The Université La Sagesse (جامعة الحكمة), also known by the acronym ULS, is an established academic institute in Furn-El-Chebak, Lebanon. The university was established according to decree 1947 in 1999. But the university's Higher College of Law goes back to 1875.

The university is associated with Collège de la Sagesse, a Lebanese Catholic educational institution founded in 1875 that ran a Higher Institute of Law now incorporated in the university. Sagesse also includes a wide network of Lebanese Maronite elementary and secondary schools many of them continuing to study at the university.

But the university runs independently from the Sagesse school programme although it is similarly supervised by the Maronite Catholic Archeparchy of Beirut.

The University of Wisdom provides young people with a wide range of specializations that enable them to acquire the skills necessary for the success of their project.

==Campus==
The main new campus of the university was inaugurated by Maronite Patriarch Nasrallah Boutros Sfeir on 28 June 2002. The campus with modern architecture headquartered in the Beirut suburbs, consists of four blocks of buildings of seven stories each, a ground floor and two underground floors for parking for 500 cars. The campus can accommodate to around 3,500 students on a full-time basis. The campus includes a library, a chapel in the name St. Joseph, a "salle de congrès" and "salle polyvalente", a theatre etc.
There is also another campus dedicated to the Faculty of Hotel Management in Ashrafieh, Beirut.

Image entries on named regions

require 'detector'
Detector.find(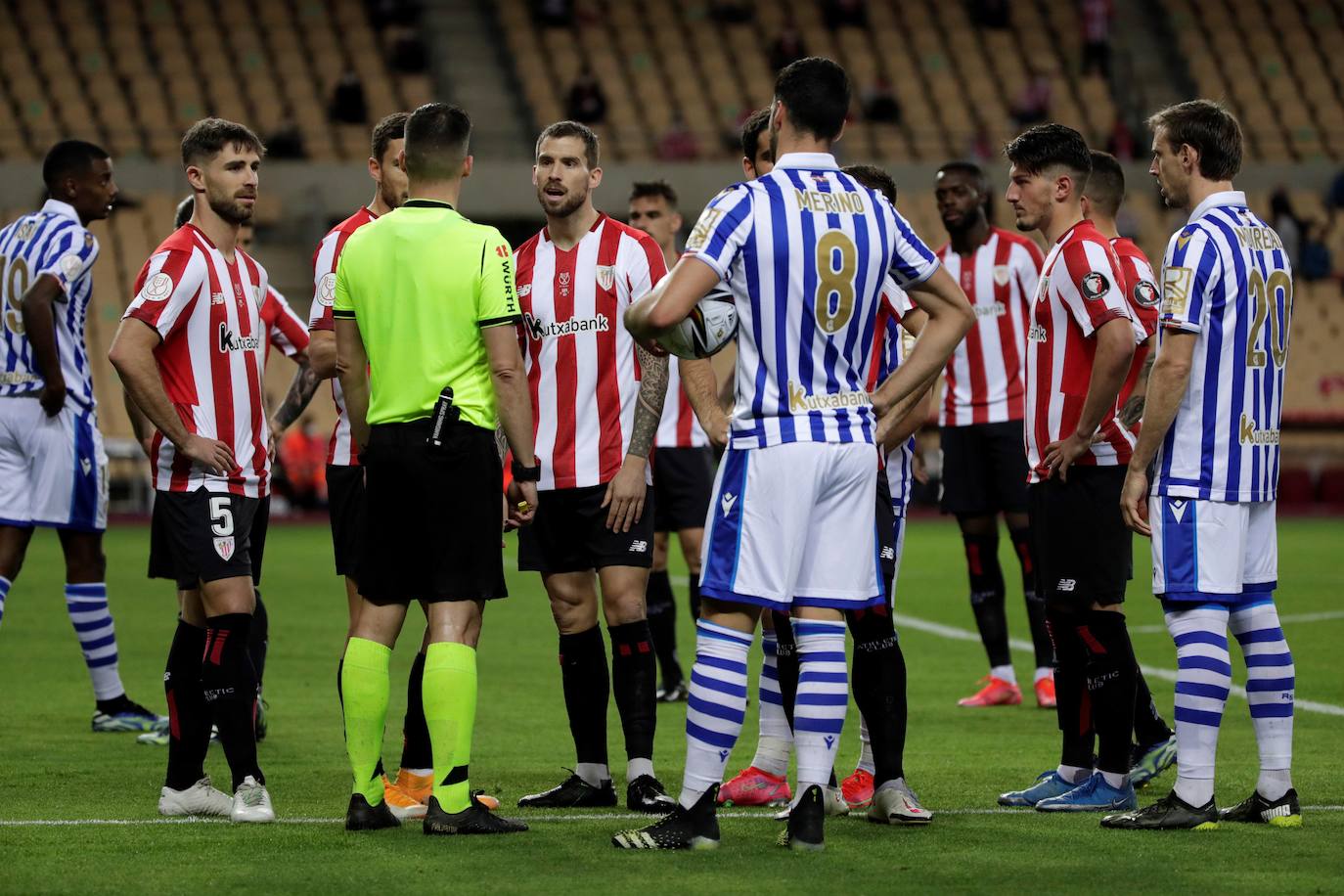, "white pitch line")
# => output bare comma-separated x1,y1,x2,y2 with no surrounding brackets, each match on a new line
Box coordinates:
892,612,1344,716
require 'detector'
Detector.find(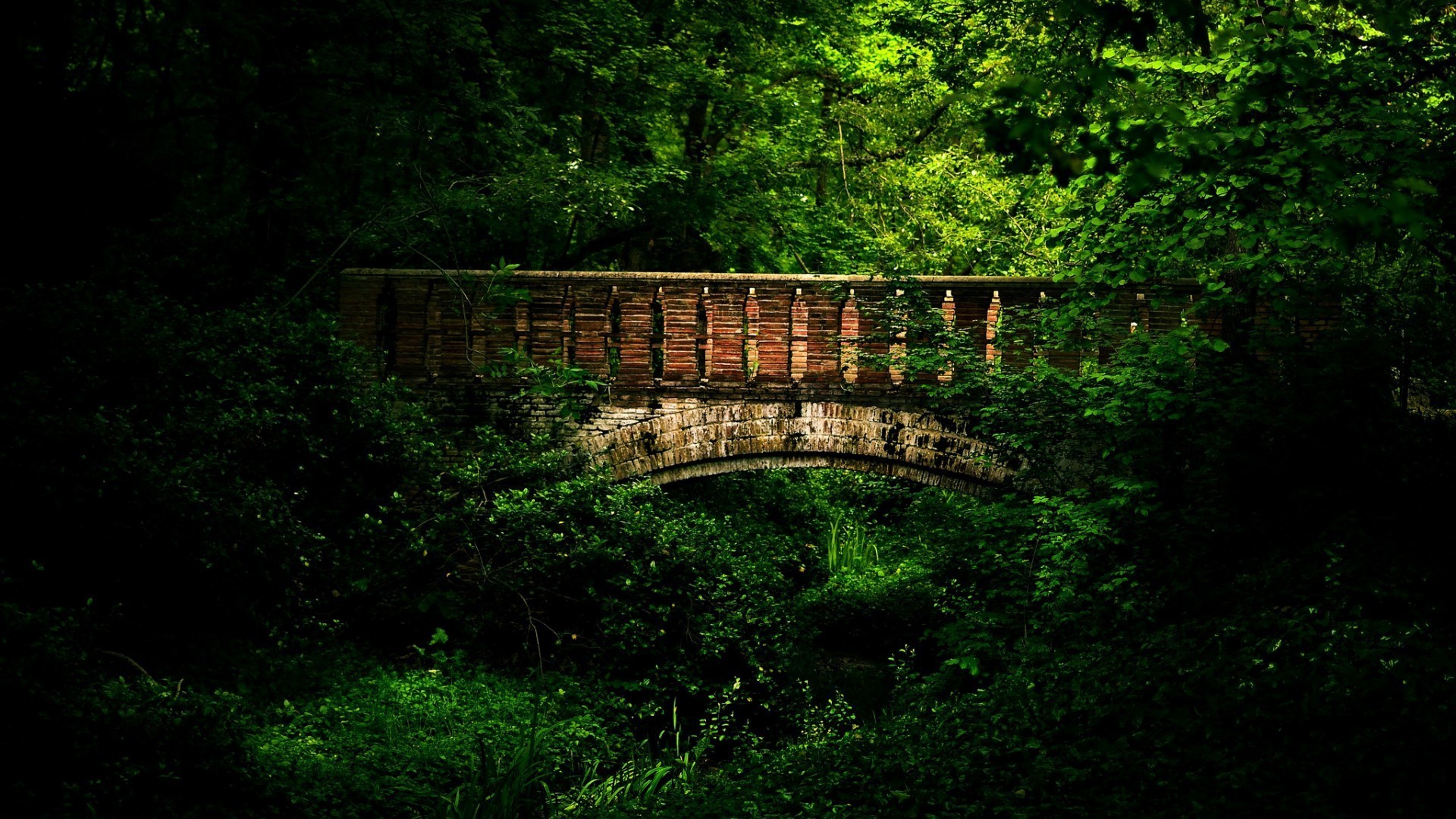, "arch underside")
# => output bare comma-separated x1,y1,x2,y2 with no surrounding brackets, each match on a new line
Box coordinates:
587,400,1010,491
646,452,993,494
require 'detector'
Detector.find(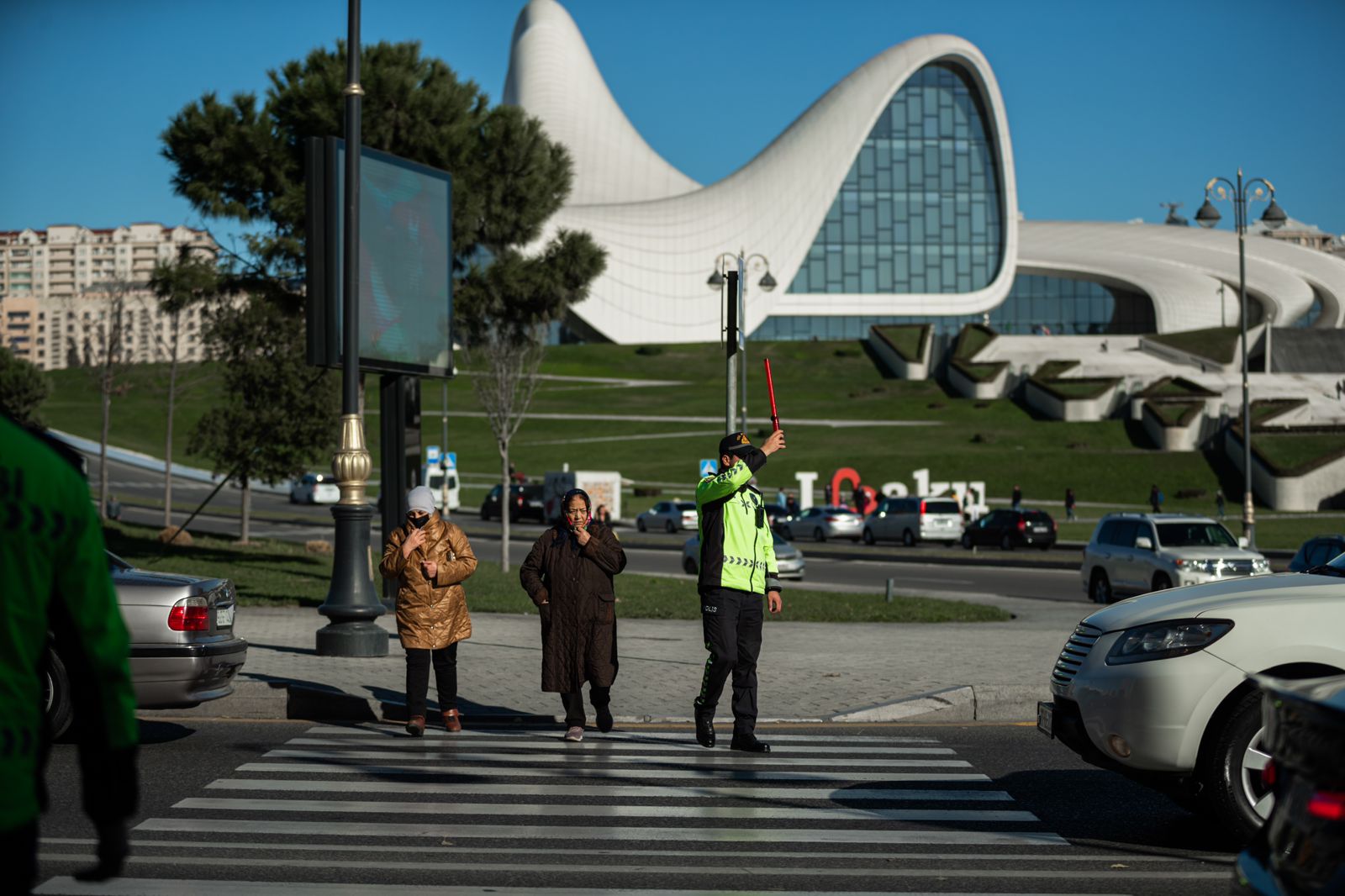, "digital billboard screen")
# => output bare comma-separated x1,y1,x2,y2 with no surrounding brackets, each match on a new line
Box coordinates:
308,137,453,377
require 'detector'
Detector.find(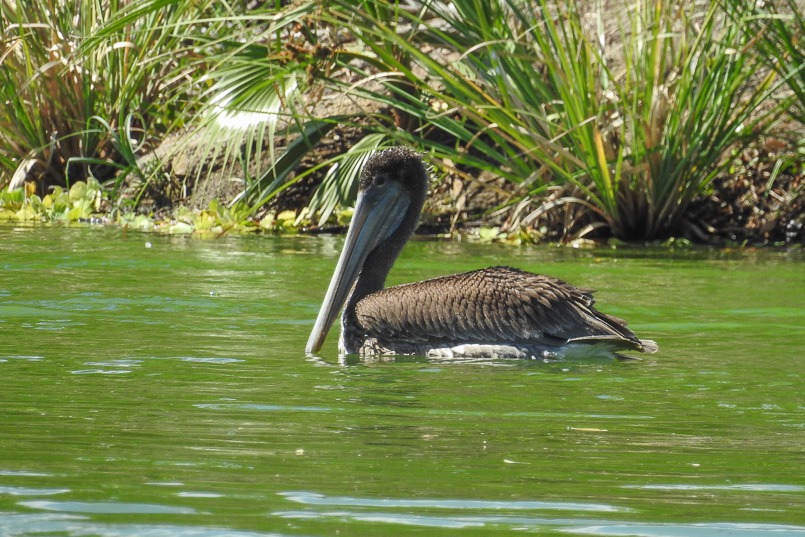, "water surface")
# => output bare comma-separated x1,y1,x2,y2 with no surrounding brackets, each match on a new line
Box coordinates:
0,226,805,537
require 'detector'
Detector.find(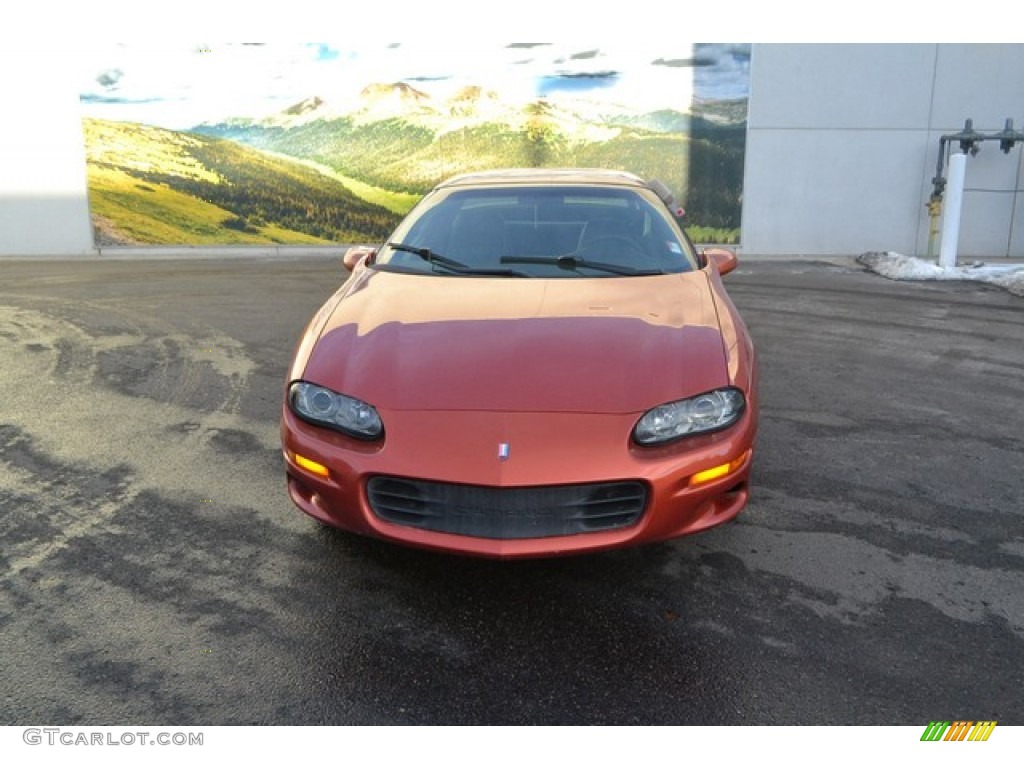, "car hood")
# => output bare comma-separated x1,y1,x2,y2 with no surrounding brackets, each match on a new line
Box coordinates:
302,269,728,414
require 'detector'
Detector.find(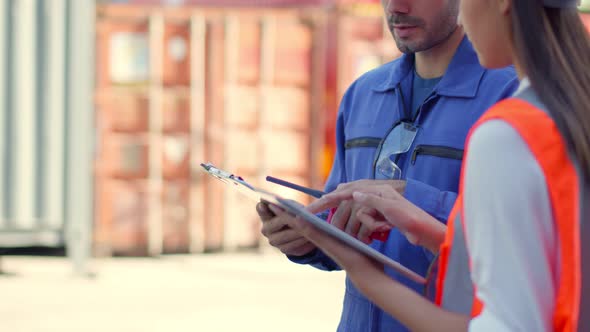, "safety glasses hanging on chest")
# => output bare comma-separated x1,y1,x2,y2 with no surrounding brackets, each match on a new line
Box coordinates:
374,121,418,180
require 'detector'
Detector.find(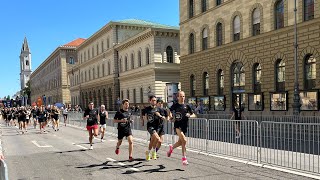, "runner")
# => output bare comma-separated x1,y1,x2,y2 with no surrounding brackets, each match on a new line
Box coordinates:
167,91,194,165
52,106,60,131
98,105,108,142
83,102,99,150
37,106,48,134
31,106,38,129
113,99,133,161
142,95,163,161
156,99,169,158
63,107,69,126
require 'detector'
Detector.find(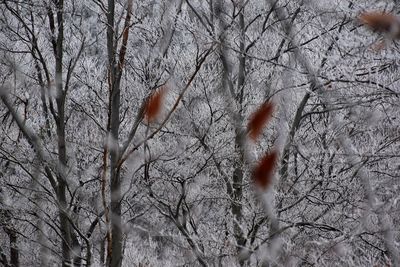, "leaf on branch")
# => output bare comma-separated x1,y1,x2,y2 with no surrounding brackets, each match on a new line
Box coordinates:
253,150,278,190
358,12,400,39
144,86,166,123
247,102,274,141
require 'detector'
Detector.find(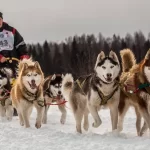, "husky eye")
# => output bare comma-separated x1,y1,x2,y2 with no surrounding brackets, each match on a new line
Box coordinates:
27,74,30,77
102,66,106,69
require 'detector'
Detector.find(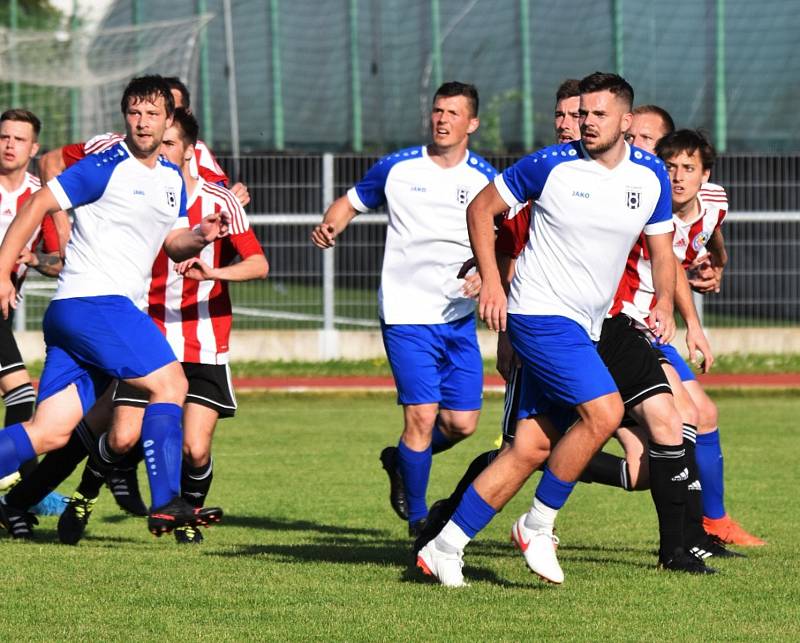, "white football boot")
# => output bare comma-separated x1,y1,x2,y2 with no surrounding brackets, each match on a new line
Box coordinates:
417,538,468,587
511,514,564,585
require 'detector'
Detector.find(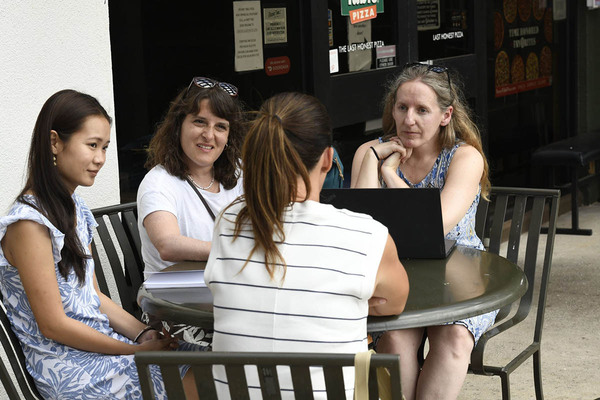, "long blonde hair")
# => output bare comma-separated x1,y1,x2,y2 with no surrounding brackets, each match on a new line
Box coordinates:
234,92,332,278
382,64,491,199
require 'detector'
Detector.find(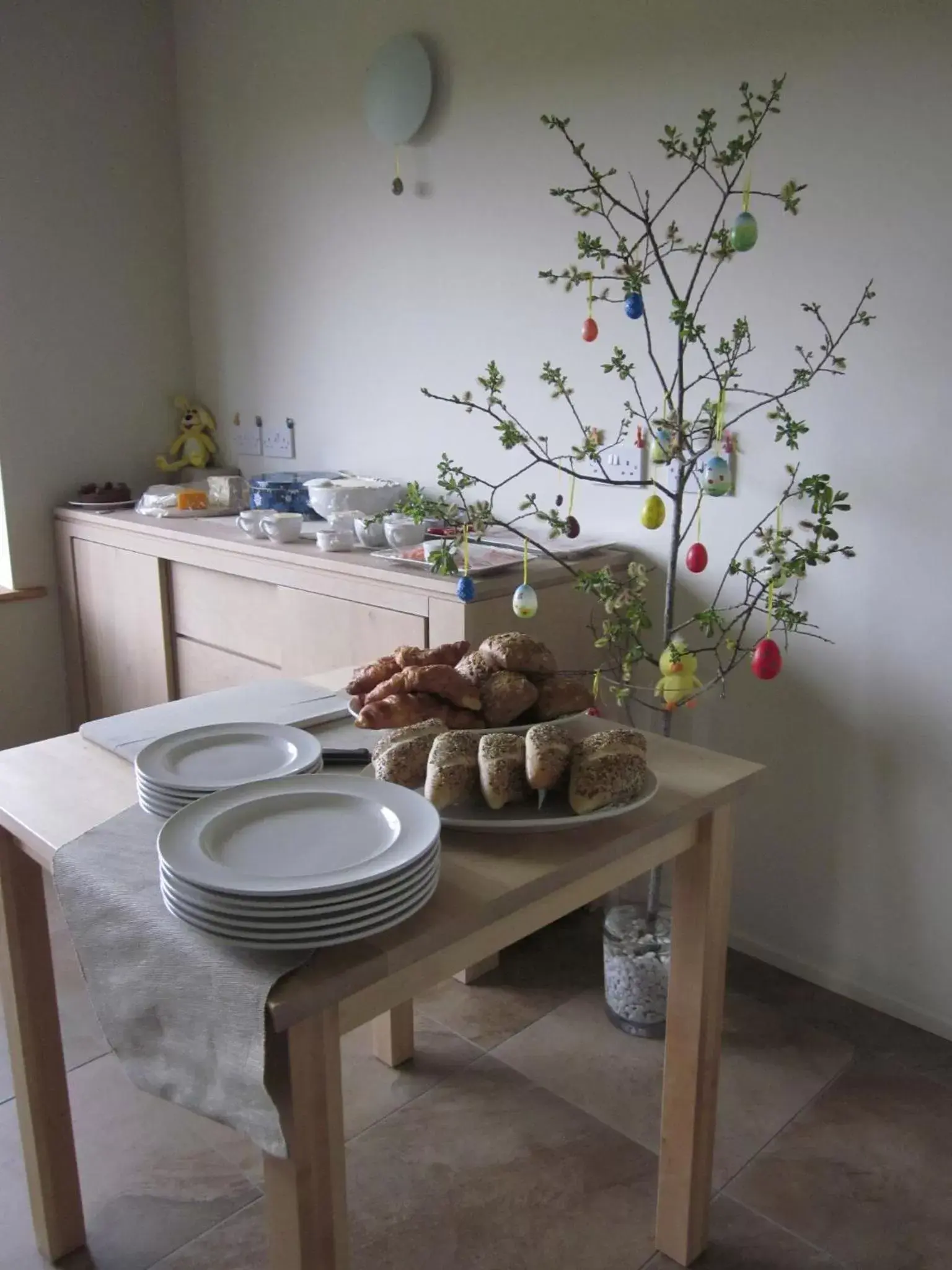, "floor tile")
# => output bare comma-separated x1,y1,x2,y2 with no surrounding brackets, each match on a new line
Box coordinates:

• [Directives]
- A) Translate this sentence from the passage on Université La Sagesse into Spanish: "The main new campus of the university was inaugurated by Maronite Patriarch Nasrallah Boutros Sfeir on 28 June 2002."
- B) Carry the passage on Université La Sagesse forward from its final sentence.

• [The results]
- A) El nuevo campus principal de la universidad fue inaugurado por el patriarca maronita Nasrallah Boutros Sfeir el 28 de junio de 2002.

- B)
==Origins==
Collège de la Sagesse ran the Sagesse Higher Institute (معهد الحكمة العالي) mainly an Institut de Droit (Higher Institute of Law) starting 1875. The Law for the Organization of Higher Education in Lebanon (قانون تنظيم التعليم العالي) dated 26 December 1961 acknowledged in its article 17 the Institut de Droit as an approved institution of higher learning. The institute remained headquartered in College de la Sagesse until the establishment of Université La Sagesse in 1999 with the Faculty of Law moving to the new campus premises in 2002.

==Establishment==
Université La Sagesse was established in 1999 according to decree 1947 dated 21 December 1999, with approved faculties for Law, Canonical Sciences, Business and Finance, Political Science and International Relations. In 2007, Hotel Management was added by a decree in 2007, and the Institut de Droit was approved as a full faculty in 2008. The faculty of Public Health was added in 2012. Canonical Law was approved in 2014. The main language of education is French in addition to English and Arabic language wherever needed, specially in the legal faculties.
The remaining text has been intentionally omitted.